WORK ITEM → Gather every line in the records below that contains the word "segment".

RECORDS FOR THIS EXERCISE →
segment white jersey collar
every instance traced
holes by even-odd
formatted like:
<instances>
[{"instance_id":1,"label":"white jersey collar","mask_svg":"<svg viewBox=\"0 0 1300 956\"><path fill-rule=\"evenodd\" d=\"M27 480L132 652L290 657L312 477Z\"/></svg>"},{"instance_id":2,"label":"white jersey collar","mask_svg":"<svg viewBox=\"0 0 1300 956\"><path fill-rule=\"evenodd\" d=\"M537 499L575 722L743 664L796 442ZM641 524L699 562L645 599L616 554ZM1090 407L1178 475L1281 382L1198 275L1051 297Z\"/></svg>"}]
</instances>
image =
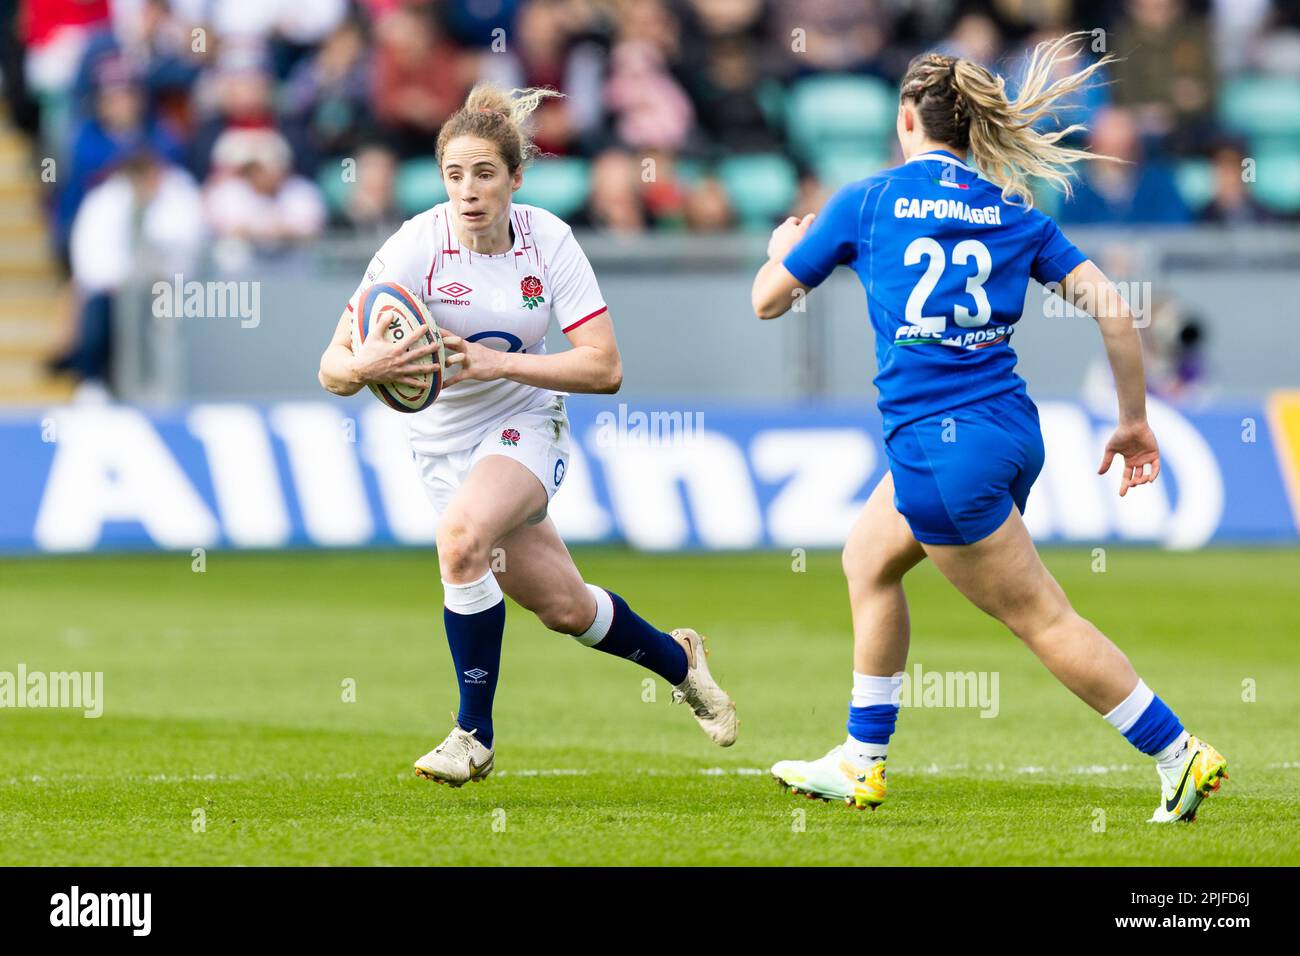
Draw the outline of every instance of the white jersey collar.
<instances>
[{"instance_id":1,"label":"white jersey collar","mask_svg":"<svg viewBox=\"0 0 1300 956\"><path fill-rule=\"evenodd\" d=\"M953 155L951 155L950 153L942 152L942 151L937 150L937 149L936 149L936 150L931 150L931 151L928 152L928 153L921 153L921 154L919 154L919 155L917 155L917 156L913 156L911 159L908 160L908 162L909 162L909 163L916 163L916 162L920 162L920 161L923 160L923 159L935 159L935 160L938 160L938 161L941 162L941 163L948 163L948 164L950 164L950 165L952 165L952 166L956 166L956 167L958 167L959 169L964 169L964 170L966 170L966 172L968 172L968 173L973 173L973 172L975 172L975 170L973 170L971 167L967 166L965 163L963 163L963 162L962 162L960 159L958 159L956 156L953 156Z\"/></svg>"}]
</instances>

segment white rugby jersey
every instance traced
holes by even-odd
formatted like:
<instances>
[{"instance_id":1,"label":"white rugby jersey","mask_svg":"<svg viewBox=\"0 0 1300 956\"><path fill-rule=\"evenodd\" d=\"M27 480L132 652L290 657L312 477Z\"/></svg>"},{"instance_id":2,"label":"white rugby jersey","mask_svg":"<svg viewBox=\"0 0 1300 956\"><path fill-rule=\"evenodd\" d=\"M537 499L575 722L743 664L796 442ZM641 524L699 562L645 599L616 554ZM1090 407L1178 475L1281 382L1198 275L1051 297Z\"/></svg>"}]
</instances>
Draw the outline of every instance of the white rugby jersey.
<instances>
[{"instance_id":1,"label":"white rugby jersey","mask_svg":"<svg viewBox=\"0 0 1300 956\"><path fill-rule=\"evenodd\" d=\"M404 222L370 260L352 294L397 282L424 300L439 328L503 352L546 351L552 320L569 332L605 311L596 275L569 226L537 206L512 203L515 243L483 255L460 244L448 203ZM456 366L453 366L453 369ZM463 381L422 412L407 415L411 447L426 454L469 448L483 430L515 412L545 405L556 393L507 379Z\"/></svg>"}]
</instances>

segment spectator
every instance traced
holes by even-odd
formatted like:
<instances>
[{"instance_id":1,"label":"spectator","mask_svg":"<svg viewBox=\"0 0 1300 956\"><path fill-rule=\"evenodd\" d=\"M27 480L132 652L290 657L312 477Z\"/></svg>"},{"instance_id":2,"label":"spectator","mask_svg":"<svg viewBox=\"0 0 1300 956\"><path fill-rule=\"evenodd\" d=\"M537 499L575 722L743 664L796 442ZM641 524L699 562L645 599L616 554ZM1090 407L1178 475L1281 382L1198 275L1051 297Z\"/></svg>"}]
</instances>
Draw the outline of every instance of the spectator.
<instances>
[{"instance_id":1,"label":"spectator","mask_svg":"<svg viewBox=\"0 0 1300 956\"><path fill-rule=\"evenodd\" d=\"M474 61L429 14L399 7L375 26L371 108L403 159L433 153L438 130L464 102Z\"/></svg>"},{"instance_id":2,"label":"spectator","mask_svg":"<svg viewBox=\"0 0 1300 956\"><path fill-rule=\"evenodd\" d=\"M282 113L318 156L349 155L370 132L369 70L365 37L349 20L290 74Z\"/></svg>"},{"instance_id":3,"label":"spectator","mask_svg":"<svg viewBox=\"0 0 1300 956\"><path fill-rule=\"evenodd\" d=\"M325 203L310 180L295 175L289 144L273 130L230 130L214 150L205 189L208 221L223 239L275 253L319 235Z\"/></svg>"},{"instance_id":4,"label":"spectator","mask_svg":"<svg viewBox=\"0 0 1300 956\"><path fill-rule=\"evenodd\" d=\"M483 76L506 89L544 86L563 98L542 101L533 114L533 142L543 154L568 155L594 142L604 110L600 91L604 52L592 42L574 45L573 5L533 0L519 11L513 43L483 61Z\"/></svg>"},{"instance_id":5,"label":"spectator","mask_svg":"<svg viewBox=\"0 0 1300 956\"><path fill-rule=\"evenodd\" d=\"M1183 0L1129 0L1115 30L1115 103L1133 111L1141 134L1176 152L1204 135L1214 105L1209 28Z\"/></svg>"},{"instance_id":6,"label":"spectator","mask_svg":"<svg viewBox=\"0 0 1300 956\"><path fill-rule=\"evenodd\" d=\"M72 226L72 280L81 303L72 347L51 363L107 385L113 296L131 278L171 278L193 264L203 241L202 202L190 175L148 147L126 156L92 189Z\"/></svg>"},{"instance_id":7,"label":"spectator","mask_svg":"<svg viewBox=\"0 0 1300 956\"><path fill-rule=\"evenodd\" d=\"M1062 223L1116 226L1182 225L1191 212L1179 195L1173 174L1159 162L1143 160L1137 123L1127 110L1111 108L1097 115L1088 163L1061 207Z\"/></svg>"},{"instance_id":8,"label":"spectator","mask_svg":"<svg viewBox=\"0 0 1300 956\"><path fill-rule=\"evenodd\" d=\"M635 151L676 152L695 120L691 101L669 70L677 23L660 0L631 0L610 53L605 105L619 143Z\"/></svg>"},{"instance_id":9,"label":"spectator","mask_svg":"<svg viewBox=\"0 0 1300 956\"><path fill-rule=\"evenodd\" d=\"M591 164L591 192L583 224L610 232L644 232L648 217L640 182L636 158L630 153L621 149L601 153Z\"/></svg>"},{"instance_id":10,"label":"spectator","mask_svg":"<svg viewBox=\"0 0 1300 956\"><path fill-rule=\"evenodd\" d=\"M715 152L763 152L781 146L759 100L759 63L757 45L746 37L719 38L707 48L692 95Z\"/></svg>"},{"instance_id":11,"label":"spectator","mask_svg":"<svg viewBox=\"0 0 1300 956\"><path fill-rule=\"evenodd\" d=\"M316 157L296 131L280 130L275 114L275 77L260 47L239 44L227 49L214 77L217 106L204 120L190 147L190 169L204 181L212 171L213 150L227 130L262 129L281 132L290 142L297 169L310 175Z\"/></svg>"},{"instance_id":12,"label":"spectator","mask_svg":"<svg viewBox=\"0 0 1300 956\"><path fill-rule=\"evenodd\" d=\"M691 232L724 232L735 225L731 200L721 180L706 176L686 195L686 228Z\"/></svg>"},{"instance_id":13,"label":"spectator","mask_svg":"<svg viewBox=\"0 0 1300 956\"><path fill-rule=\"evenodd\" d=\"M94 72L94 112L77 126L63 189L55 210L55 241L66 250L77 207L86 193L126 153L150 145L172 162L182 147L147 112L144 88L120 54L100 57Z\"/></svg>"},{"instance_id":14,"label":"spectator","mask_svg":"<svg viewBox=\"0 0 1300 956\"><path fill-rule=\"evenodd\" d=\"M773 10L779 73L875 73L901 76L915 51L891 49L895 9L888 0L804 0Z\"/></svg>"},{"instance_id":15,"label":"spectator","mask_svg":"<svg viewBox=\"0 0 1300 956\"><path fill-rule=\"evenodd\" d=\"M348 194L343 224L357 232L387 239L402 224L397 208L397 158L384 146L363 146L357 153L357 181Z\"/></svg>"},{"instance_id":16,"label":"spectator","mask_svg":"<svg viewBox=\"0 0 1300 956\"><path fill-rule=\"evenodd\" d=\"M972 60L988 70L997 69L1002 36L998 26L983 13L967 13L953 25L952 32L936 47L939 53Z\"/></svg>"},{"instance_id":17,"label":"spectator","mask_svg":"<svg viewBox=\"0 0 1300 956\"><path fill-rule=\"evenodd\" d=\"M1274 216L1255 201L1246 184L1246 154L1234 142L1224 140L1212 156L1214 197L1201 211L1202 222L1220 225L1252 225L1269 222Z\"/></svg>"}]
</instances>

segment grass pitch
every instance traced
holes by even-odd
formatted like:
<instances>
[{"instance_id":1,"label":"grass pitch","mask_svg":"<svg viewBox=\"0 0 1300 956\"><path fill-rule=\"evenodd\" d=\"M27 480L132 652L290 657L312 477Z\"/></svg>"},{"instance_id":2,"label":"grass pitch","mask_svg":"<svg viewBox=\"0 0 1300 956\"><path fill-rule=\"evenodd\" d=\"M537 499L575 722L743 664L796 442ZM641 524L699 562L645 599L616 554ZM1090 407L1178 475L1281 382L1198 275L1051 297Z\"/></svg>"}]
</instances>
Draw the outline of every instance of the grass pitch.
<instances>
[{"instance_id":1,"label":"grass pitch","mask_svg":"<svg viewBox=\"0 0 1300 956\"><path fill-rule=\"evenodd\" d=\"M998 714L904 708L889 799L865 813L763 769L843 737L837 555L802 573L782 553L575 556L660 626L710 635L735 747L663 681L512 606L497 772L416 778L456 700L428 552L0 562L0 671L102 671L105 698L99 719L0 710L0 864L1300 863L1295 551L1111 549L1105 573L1047 554L1228 756L1199 819L1161 828L1150 762L928 565L908 578L909 667L996 671Z\"/></svg>"}]
</instances>

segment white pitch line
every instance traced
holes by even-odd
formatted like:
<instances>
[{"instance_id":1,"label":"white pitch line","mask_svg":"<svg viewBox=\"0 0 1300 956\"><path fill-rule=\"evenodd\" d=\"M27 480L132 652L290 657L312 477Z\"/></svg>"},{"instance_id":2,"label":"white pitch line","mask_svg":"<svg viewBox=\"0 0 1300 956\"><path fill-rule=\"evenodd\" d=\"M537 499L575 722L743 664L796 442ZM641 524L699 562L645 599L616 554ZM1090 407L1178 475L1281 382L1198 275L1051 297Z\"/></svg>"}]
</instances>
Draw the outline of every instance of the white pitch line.
<instances>
[{"instance_id":1,"label":"white pitch line","mask_svg":"<svg viewBox=\"0 0 1300 956\"><path fill-rule=\"evenodd\" d=\"M1150 764L1085 764L1077 767L1038 767L1034 765L1027 766L1008 766L1006 764L988 763L988 764L927 764L922 767L891 767L894 773L919 773L926 775L943 774L943 773L1015 773L1026 776L1036 776L1040 774L1109 774L1109 773L1134 773L1146 772L1151 769ZM1300 770L1300 760L1282 760L1274 763L1262 764L1256 769L1260 770ZM494 777L605 777L616 774L625 775L627 773L643 777L763 777L767 776L770 771L767 767L699 767L693 770L658 770L653 767L643 767L631 771L612 771L612 770L591 770L580 767L525 767L515 770L496 770L493 772ZM31 774L24 777L6 777L0 779L0 786L16 787L23 784L33 783L64 783L67 781L114 781L119 783L244 783L244 782L264 782L267 780L286 780L286 781L305 781L313 780L364 780L366 774L361 773L235 773L235 774L218 774L218 773L193 773L193 774L169 774L153 773L136 776L122 777L117 774L89 774L89 773L68 773L58 774L57 776L45 776L43 774ZM406 774L400 774L398 779L405 780Z\"/></svg>"}]
</instances>

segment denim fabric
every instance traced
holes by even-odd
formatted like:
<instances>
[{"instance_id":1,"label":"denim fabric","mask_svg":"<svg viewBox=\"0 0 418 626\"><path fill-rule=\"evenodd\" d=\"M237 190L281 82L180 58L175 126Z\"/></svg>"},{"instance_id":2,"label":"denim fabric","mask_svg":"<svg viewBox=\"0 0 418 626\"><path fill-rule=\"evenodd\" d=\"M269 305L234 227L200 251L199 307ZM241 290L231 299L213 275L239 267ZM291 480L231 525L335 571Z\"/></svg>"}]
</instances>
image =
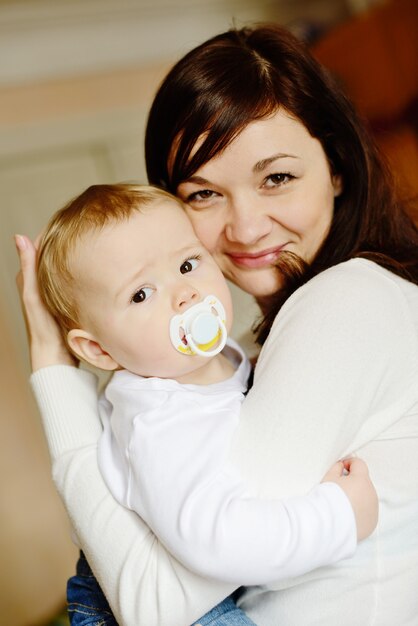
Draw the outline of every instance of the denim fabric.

EXERCISE RESPONSE →
segment white jersey collar
segment white rugby jersey
segment spectator
segment grass pitch
segment white pitch line
segment denim fabric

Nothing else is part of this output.